Stored dataset items

════════

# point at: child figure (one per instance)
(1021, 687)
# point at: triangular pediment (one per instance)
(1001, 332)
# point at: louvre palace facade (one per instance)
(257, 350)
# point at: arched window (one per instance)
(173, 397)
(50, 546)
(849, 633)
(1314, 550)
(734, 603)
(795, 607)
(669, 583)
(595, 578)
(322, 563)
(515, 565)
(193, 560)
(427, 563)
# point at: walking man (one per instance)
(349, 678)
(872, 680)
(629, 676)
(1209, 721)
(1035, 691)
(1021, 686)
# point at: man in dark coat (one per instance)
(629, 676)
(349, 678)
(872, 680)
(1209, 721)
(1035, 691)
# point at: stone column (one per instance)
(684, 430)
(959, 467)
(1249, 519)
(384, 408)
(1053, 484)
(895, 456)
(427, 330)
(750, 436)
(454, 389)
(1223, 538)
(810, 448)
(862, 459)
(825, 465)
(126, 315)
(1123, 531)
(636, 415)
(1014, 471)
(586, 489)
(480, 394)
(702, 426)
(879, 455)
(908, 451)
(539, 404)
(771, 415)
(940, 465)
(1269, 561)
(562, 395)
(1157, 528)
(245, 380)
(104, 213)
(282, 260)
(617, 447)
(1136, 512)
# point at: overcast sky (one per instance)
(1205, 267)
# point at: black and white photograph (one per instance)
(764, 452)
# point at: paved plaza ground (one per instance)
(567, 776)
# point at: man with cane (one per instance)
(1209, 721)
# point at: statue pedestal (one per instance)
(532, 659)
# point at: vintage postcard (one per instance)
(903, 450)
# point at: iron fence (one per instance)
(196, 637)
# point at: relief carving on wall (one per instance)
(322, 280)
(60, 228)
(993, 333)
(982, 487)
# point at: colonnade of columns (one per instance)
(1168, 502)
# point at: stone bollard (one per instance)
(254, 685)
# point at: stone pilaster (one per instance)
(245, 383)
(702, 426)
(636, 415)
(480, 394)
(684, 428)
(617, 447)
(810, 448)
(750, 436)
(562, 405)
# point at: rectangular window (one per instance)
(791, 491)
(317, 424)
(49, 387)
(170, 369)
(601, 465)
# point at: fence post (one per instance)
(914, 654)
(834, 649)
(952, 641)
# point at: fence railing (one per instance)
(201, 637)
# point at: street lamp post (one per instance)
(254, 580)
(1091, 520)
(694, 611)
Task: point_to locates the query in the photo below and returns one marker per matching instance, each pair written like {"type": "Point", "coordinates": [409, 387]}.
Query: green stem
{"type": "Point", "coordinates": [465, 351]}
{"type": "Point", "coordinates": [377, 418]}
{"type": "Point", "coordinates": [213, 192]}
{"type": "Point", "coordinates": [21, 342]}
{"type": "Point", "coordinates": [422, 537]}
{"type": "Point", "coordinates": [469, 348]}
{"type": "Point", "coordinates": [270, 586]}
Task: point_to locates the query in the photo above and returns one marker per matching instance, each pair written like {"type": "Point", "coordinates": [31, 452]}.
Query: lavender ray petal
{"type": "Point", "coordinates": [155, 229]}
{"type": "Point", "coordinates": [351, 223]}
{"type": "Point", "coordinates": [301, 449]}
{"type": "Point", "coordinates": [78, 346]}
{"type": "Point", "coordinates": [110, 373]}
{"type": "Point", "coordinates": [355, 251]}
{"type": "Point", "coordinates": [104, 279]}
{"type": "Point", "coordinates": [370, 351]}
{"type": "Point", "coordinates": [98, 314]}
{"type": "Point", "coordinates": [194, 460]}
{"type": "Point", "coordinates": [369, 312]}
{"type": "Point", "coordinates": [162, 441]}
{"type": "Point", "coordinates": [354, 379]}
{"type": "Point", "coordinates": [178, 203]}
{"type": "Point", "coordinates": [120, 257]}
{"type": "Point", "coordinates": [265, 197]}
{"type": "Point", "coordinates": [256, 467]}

════════

Assignment> Wherever a line in the entries holds "marker", copy that line.

Answer space>
Task: point_to locates the query in the photo below and returns one marker per matching instance, each pair written like {"type": "Point", "coordinates": [409, 387]}.
Task: point_to locates the query in the photo above and returns one marker per matching instance, each pair written like {"type": "Point", "coordinates": [31, 452]}.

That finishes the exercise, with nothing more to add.